_EXERCISE OBJECTIVE_.
Please select every line in the rows below that contains the word "windshield", and copy each of those lines.

====== DATA TO PROCESS ======

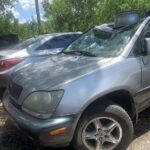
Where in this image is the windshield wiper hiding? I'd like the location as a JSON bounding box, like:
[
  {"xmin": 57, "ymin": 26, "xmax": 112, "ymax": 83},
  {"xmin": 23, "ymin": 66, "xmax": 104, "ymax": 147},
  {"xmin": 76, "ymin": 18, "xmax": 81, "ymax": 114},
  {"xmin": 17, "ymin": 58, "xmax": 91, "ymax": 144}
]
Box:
[{"xmin": 63, "ymin": 50, "xmax": 97, "ymax": 57}]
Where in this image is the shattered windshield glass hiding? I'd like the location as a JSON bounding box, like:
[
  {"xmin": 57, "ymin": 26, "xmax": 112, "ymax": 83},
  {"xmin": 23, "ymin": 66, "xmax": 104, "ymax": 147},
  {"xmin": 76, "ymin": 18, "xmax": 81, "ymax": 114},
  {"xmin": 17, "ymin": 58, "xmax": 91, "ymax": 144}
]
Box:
[{"xmin": 64, "ymin": 25, "xmax": 138, "ymax": 57}]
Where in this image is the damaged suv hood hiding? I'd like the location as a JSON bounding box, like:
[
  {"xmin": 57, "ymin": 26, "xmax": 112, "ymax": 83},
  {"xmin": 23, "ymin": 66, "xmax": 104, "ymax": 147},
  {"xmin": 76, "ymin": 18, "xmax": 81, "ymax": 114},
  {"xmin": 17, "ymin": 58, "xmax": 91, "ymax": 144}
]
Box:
[{"xmin": 11, "ymin": 55, "xmax": 112, "ymax": 90}]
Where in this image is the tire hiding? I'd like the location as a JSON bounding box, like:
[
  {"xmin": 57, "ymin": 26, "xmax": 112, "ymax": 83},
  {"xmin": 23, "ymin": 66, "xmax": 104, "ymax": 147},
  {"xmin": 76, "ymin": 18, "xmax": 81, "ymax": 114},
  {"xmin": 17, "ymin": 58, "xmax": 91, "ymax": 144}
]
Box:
[{"xmin": 72, "ymin": 102, "xmax": 133, "ymax": 150}]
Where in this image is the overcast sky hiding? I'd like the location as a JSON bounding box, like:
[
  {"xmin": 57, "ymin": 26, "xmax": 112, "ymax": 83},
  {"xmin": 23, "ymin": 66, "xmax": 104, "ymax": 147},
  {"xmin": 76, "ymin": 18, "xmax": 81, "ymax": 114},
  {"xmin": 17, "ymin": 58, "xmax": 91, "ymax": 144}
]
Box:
[{"xmin": 12, "ymin": 0, "xmax": 50, "ymax": 23}]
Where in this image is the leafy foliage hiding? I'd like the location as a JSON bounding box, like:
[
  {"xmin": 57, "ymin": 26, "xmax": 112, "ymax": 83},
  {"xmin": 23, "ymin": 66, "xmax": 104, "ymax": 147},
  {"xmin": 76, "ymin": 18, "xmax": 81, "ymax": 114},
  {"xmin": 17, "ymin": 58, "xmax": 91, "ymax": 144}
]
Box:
[
  {"xmin": 0, "ymin": 0, "xmax": 150, "ymax": 39},
  {"xmin": 43, "ymin": 0, "xmax": 150, "ymax": 31}
]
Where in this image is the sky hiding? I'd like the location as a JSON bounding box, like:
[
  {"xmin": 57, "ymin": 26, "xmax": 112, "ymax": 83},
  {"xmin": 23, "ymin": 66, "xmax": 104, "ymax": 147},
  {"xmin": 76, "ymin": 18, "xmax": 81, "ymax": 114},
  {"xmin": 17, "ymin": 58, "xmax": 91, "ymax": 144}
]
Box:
[{"xmin": 12, "ymin": 0, "xmax": 49, "ymax": 23}]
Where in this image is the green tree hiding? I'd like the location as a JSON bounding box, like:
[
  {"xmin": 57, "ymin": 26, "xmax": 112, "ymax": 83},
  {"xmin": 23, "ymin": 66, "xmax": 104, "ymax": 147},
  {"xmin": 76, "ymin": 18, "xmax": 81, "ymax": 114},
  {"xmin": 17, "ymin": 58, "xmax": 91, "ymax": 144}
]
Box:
[{"xmin": 43, "ymin": 0, "xmax": 150, "ymax": 32}]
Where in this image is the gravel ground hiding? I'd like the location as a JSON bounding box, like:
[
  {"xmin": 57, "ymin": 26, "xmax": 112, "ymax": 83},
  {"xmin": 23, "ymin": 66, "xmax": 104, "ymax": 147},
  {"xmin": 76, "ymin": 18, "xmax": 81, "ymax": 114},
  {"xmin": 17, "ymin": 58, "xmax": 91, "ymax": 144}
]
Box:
[{"xmin": 0, "ymin": 103, "xmax": 150, "ymax": 150}]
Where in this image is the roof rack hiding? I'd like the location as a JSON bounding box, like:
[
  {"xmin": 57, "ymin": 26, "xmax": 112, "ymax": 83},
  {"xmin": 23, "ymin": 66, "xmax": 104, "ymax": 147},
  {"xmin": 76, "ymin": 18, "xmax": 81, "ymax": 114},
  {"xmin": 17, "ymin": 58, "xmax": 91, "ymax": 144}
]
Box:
[{"xmin": 115, "ymin": 10, "xmax": 140, "ymax": 27}]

======

_CORRECT ANSWER_.
Where in this image is the windshield wiper hiding? I'd like the location as a JSON bounding box, like:
Where in this image is the shattered windshield glass hiding? I'd like the location as a JSON bounding box, like:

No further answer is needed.